Text passage ▸
=-=-=-=-=
04 21 2015
  4:47 am  
40 Years of Service
Mayor Charlie Hales with New York Mayor Bill de Blasio

PHOTO: Portland Mayor Charlie Hales was one of the mayors standing with New York Mayor Bill de Blasio, Aug. 11, at the Cities of Opportunity task force press conference. 

The Cities of Opportunities Task Force, part of the US Conference of Mayors unveiled this commitment to urban Americans.  About 40 mayors from most of the nations major cities will sign the commitment. They held a press conference Aug. 11. at Gracie Mansion in New York City to announce the initiative. Check out the full statement below the video of the press conference. And read what Mayor Hales had to say in our story: Mayors Task Force Unveils Bold Agenda Against Inequality.


NEW YORK—The United States is a country that has long valued opportunity, fairness and equality. Yet, too many Americans, no matter how hard they work or try to find work, have stagnant or low incomes, dwindling wealth, and trouble affording life’s basic necessities, like housing, food and health care. As members of the Cities of Opportunity Task Force, we recognize that rising inequality and declining opportunity are threats to our fundamental values and to the nation’s economic growth.

We agree that bold action and a multifaceted approach are required to create more genuine opportunities for all residents and create more equitable cities. And today, we commit to work together to respond to this crisis and take action to leverage the power of municipal governments to advance local strategies and a national, common equality agenda.
=-=-=-=-=
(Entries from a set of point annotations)

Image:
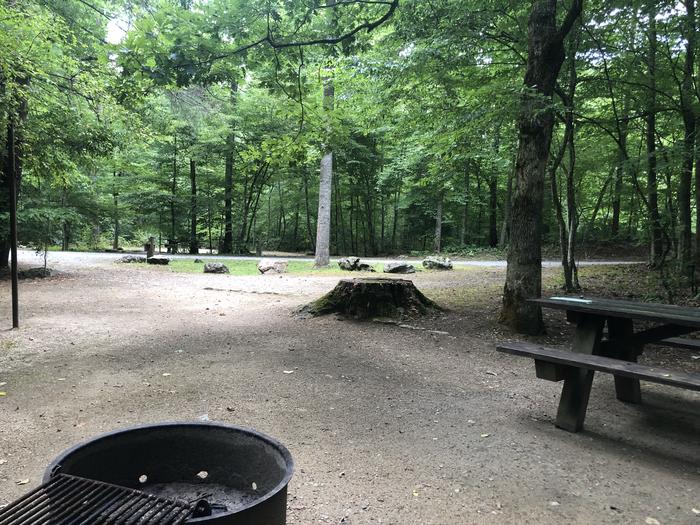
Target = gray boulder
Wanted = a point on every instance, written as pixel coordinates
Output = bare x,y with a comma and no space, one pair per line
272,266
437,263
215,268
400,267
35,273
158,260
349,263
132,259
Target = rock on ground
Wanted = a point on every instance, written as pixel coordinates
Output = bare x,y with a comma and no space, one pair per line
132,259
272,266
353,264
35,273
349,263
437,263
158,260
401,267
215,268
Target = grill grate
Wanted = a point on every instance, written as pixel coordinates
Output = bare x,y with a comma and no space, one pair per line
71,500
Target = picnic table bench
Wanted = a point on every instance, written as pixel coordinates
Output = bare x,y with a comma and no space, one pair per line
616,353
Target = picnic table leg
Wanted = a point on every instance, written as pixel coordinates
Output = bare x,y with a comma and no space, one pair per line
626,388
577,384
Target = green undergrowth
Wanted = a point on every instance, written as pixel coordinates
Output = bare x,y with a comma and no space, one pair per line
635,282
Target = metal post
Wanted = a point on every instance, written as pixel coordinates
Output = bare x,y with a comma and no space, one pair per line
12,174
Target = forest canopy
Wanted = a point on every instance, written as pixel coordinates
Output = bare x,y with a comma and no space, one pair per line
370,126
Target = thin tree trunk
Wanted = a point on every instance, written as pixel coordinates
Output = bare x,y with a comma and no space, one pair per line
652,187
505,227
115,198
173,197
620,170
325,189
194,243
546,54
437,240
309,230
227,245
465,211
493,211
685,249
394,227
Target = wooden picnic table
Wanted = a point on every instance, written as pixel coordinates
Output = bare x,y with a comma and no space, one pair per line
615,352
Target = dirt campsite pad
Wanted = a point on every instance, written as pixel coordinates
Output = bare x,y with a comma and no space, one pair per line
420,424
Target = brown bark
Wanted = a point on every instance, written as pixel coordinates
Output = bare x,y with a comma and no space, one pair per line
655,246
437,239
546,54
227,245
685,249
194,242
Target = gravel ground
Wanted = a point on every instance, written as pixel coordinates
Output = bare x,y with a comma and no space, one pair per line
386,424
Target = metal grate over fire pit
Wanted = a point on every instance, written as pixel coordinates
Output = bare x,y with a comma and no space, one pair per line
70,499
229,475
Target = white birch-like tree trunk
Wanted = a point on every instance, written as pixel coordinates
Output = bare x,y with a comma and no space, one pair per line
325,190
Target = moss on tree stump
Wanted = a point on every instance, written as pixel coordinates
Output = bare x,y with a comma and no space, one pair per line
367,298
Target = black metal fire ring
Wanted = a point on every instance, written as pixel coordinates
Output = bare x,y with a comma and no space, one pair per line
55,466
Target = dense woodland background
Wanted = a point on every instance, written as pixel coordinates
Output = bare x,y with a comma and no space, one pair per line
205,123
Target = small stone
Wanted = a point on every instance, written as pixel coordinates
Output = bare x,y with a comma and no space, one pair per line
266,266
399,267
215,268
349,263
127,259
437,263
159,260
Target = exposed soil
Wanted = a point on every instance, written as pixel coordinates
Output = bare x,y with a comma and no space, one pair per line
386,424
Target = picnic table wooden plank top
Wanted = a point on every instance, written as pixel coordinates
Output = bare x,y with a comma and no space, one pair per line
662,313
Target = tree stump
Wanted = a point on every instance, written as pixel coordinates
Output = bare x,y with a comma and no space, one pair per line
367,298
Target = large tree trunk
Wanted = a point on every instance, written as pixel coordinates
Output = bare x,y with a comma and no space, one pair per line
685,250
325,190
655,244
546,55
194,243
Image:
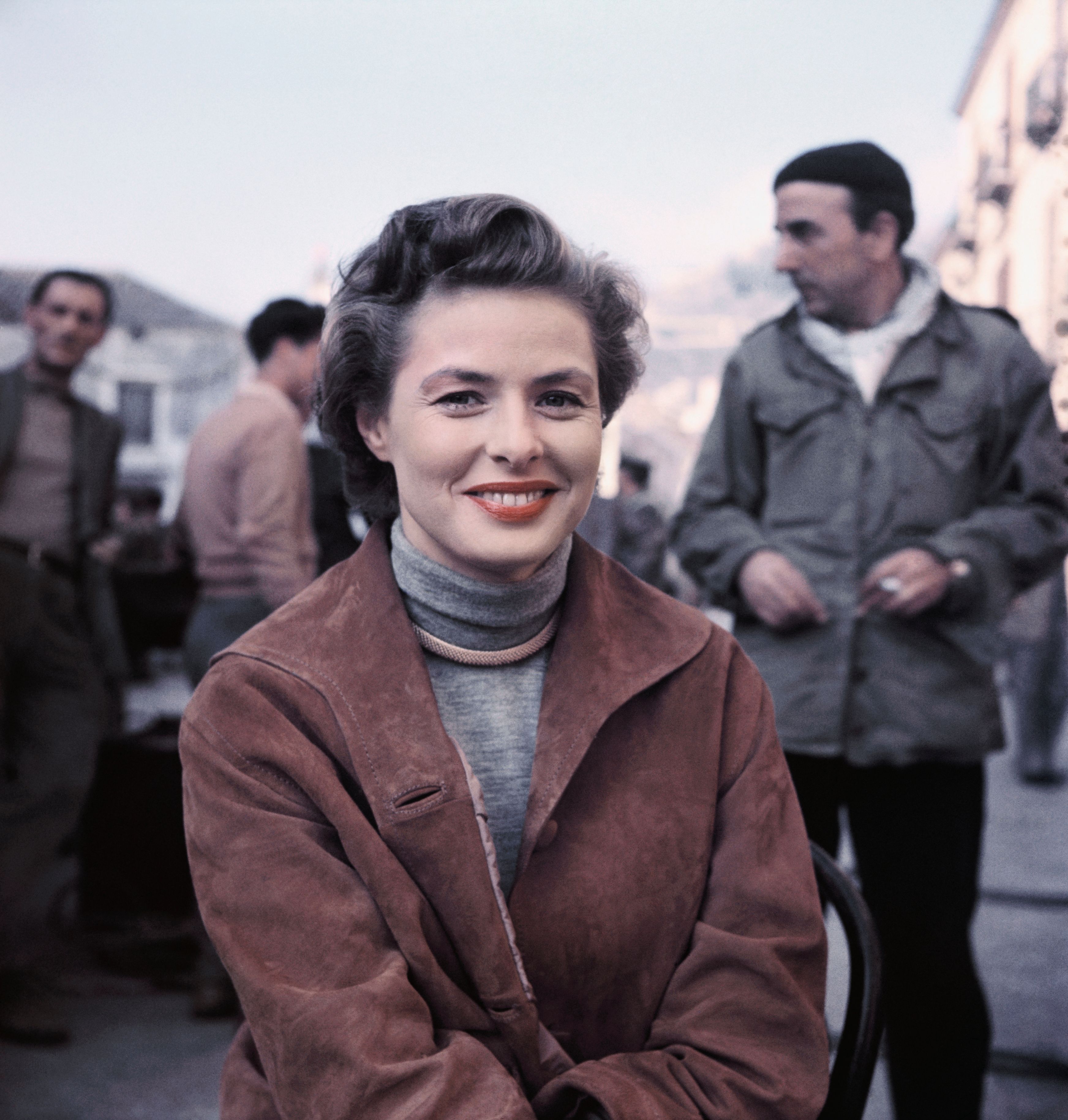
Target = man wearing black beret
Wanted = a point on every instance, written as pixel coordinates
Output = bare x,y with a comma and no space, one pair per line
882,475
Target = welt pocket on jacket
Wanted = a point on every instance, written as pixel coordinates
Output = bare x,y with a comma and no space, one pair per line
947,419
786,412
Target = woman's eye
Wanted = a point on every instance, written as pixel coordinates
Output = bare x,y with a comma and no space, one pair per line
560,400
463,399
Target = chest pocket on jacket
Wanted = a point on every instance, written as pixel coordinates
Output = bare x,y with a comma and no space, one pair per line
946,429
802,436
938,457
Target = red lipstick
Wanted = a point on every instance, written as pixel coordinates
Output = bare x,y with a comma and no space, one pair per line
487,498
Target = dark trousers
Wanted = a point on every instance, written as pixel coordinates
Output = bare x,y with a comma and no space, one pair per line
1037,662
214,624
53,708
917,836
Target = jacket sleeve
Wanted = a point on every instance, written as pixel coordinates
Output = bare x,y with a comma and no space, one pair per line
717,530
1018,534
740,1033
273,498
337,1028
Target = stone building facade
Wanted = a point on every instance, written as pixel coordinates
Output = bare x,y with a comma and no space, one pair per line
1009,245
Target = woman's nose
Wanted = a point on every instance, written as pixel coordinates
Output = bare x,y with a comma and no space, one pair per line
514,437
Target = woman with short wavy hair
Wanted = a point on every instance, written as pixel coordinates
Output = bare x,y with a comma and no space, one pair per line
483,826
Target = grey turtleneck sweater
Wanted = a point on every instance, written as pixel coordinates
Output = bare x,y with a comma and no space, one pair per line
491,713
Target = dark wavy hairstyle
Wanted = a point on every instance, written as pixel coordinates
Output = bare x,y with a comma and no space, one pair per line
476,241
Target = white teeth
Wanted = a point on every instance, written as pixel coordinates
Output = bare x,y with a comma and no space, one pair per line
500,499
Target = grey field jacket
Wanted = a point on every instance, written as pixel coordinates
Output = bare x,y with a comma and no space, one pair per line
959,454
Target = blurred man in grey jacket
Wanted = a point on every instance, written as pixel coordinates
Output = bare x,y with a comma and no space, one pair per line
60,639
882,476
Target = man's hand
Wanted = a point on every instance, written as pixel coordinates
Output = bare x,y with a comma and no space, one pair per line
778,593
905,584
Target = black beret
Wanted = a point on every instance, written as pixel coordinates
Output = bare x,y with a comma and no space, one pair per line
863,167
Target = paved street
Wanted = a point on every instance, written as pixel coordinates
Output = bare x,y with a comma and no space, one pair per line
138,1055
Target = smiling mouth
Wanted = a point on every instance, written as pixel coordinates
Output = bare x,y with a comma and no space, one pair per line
=-=-=-=-=
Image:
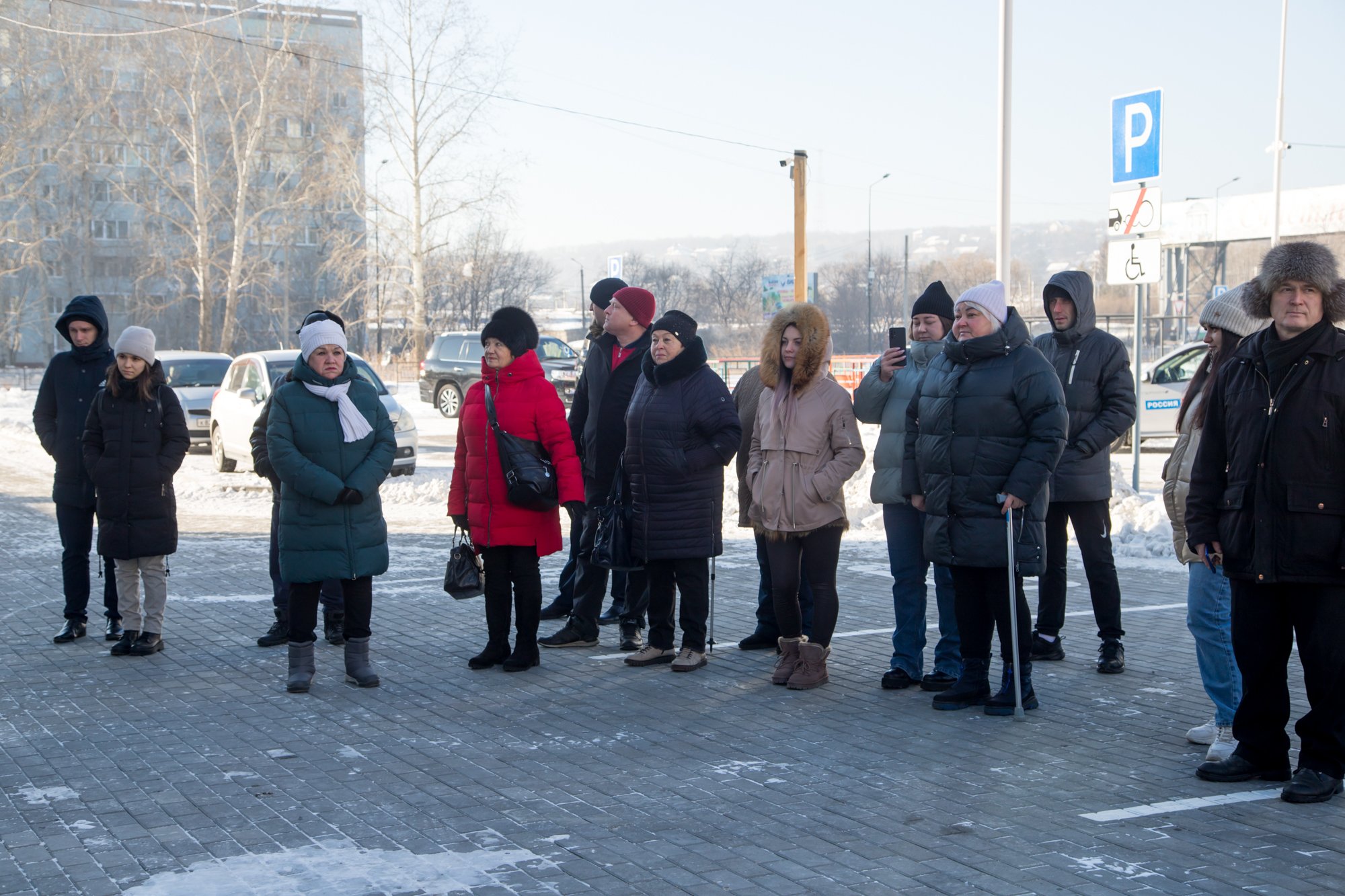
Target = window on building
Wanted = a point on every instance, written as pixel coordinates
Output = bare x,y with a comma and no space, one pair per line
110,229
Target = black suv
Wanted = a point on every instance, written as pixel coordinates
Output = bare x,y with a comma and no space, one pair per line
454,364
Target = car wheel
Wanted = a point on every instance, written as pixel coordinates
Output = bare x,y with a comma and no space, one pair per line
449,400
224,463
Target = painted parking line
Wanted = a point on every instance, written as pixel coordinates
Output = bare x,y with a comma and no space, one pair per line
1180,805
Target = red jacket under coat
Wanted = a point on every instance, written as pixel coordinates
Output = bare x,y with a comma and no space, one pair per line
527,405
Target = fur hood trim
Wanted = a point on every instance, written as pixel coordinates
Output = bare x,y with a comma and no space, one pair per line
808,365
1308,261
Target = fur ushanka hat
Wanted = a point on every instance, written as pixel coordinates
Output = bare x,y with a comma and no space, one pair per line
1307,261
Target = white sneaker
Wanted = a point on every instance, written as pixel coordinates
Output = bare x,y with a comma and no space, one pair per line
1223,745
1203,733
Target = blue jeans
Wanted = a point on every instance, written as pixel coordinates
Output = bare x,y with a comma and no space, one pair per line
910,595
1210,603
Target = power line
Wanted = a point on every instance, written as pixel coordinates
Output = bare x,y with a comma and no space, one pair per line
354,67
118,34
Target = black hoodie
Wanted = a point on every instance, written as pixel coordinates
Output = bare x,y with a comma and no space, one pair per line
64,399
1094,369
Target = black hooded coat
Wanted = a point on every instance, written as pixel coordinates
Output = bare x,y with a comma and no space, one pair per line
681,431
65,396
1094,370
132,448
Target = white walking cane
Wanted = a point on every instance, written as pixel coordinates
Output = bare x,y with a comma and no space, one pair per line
=-=-=-=-=
What this exercise asks ▸
• A. According to the text about the mayors' task force, where was the Aug. 11 press conference held?
• B. Please count the lines of the records that contain the string "pocket", treating case as significant, and give only the number.
The text and the records have no connection to each other.

Solved problems ▸
• A. At Gracie Mansion in New York City.

• B. 2